- [Reading passage]:
# # # # # # #

J: Well, a fathom is six feet, so this'd be like a mile deep on the other side of the cliff.
M: I see.
J: So, you don't want to go rolling. The suit would, if you severed the cable, since we worked on the edge, it would roll over there. And you would have to pull a lever and drop your motors, if you started going down that cliff with the cable severed. You couldn't help yourself at that point. The sub'd have to take over and pick you up to the top.
M: Would you have to worry about getting the bends when you were rescued and picked up straight to the top?
J: It's an atmosphere suit. You won't get the bends with it 'cause it works on the regular atmosphere that's in the room. It has oxygen in it, but it adds only to make up the atmosphere that's on the outside when you start, then maintains it.
M: I guess that was a very ignorant question. But this is so interesting and I had heard about divers getting the bends.
J: That's why we have this suit. The mission of the suit works out like this. You don't put a diver down to 470ft. unless we put them down to stay eleven hours. Because we can't get the money out of the dive for less time -- there's a lot of work to put a man down to depths, there's a lot of support work going on. So when we get the guy ready, we don't want him back up until he gets about eleven hours of work done, uses up the scrubber pack, uses some materials up, and that oil field wants the service and work out of the dive.

# # # # # # #

- [Information provided]:
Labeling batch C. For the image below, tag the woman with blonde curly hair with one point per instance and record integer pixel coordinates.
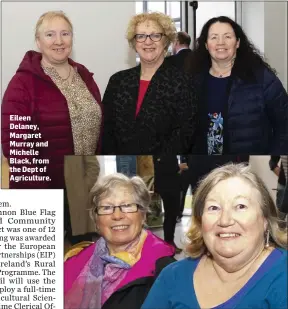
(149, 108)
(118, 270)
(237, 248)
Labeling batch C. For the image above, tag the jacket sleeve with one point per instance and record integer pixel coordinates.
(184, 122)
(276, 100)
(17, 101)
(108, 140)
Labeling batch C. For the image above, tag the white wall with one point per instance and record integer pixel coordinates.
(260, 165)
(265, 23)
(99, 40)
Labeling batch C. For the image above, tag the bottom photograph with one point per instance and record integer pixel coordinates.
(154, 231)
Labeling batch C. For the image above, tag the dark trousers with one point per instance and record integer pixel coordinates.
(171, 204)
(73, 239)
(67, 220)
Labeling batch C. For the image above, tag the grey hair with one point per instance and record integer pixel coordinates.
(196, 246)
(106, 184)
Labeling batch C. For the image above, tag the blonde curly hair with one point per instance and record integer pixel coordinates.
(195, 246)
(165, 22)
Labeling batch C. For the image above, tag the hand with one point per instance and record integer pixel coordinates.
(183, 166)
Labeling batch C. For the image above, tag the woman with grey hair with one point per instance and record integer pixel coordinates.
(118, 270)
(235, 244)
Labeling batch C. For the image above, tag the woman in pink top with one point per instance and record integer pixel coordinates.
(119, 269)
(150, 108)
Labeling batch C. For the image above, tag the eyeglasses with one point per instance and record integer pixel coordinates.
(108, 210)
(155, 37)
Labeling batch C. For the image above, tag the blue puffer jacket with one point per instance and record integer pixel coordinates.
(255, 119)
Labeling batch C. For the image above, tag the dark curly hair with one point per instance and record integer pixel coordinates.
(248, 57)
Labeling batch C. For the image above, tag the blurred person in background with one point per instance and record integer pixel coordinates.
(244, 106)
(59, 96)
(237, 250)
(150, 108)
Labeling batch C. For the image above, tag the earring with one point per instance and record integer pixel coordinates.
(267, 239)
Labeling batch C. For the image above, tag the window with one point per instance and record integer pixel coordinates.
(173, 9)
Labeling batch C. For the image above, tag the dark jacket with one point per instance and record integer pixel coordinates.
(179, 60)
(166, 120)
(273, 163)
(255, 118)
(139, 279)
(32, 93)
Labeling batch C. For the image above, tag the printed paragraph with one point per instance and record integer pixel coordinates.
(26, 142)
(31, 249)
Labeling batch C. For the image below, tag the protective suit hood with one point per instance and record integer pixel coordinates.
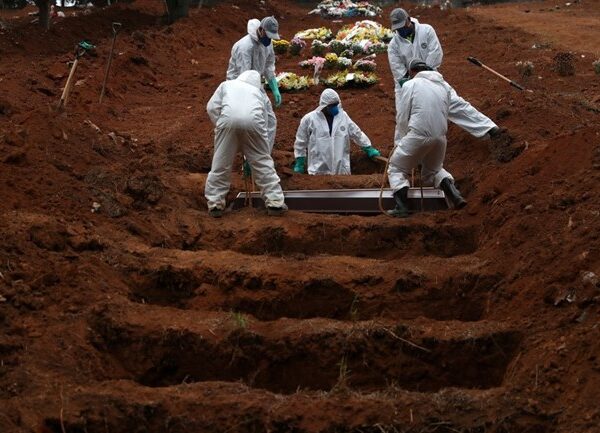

# # # # # # #

Continue the interview above about the deep-sea atmosphere suit, picking up right after its last line.

M: You said you were doing this particular dive. Do you have several that are capable of diving?
J: Yes we have a crew of actually seven. We have a tank where we train everybody. Before deep water diving, you have to have about 20 hours running the thing in the tank.
M: What about saturation diving?
J: I've done that too, the company has, but it's a whole different ball game in saturation, and it's done for a different reason. Habitat, for instance. British Ocean Corporation is the big name in that business. BOC does the underwater welders employment for off-shore drilling rigs.
M: Were those hard suits?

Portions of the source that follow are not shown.